* **Exercise instructions**:
Render the material as a JSON list of strings with one string per line, skipping blank lines. Leave the picture out.

* **Entries shown**:
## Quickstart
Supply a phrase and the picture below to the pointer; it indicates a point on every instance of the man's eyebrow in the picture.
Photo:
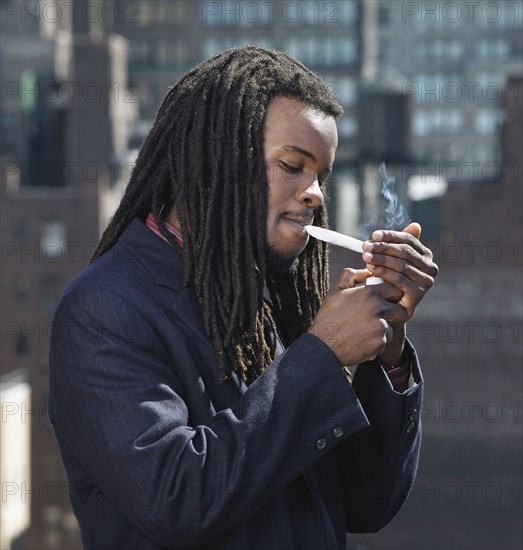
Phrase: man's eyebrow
(296, 149)
(308, 154)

* **Task output**:
[
  "## Quickstart",
  "Supply a phrase and the picture below to the pointer; it indicates a point on every instance of the man's eyebrow in the picture.",
  "Photo:",
  "Phrase: man's eyebrow",
  "(296, 149)",
  "(308, 154)"
]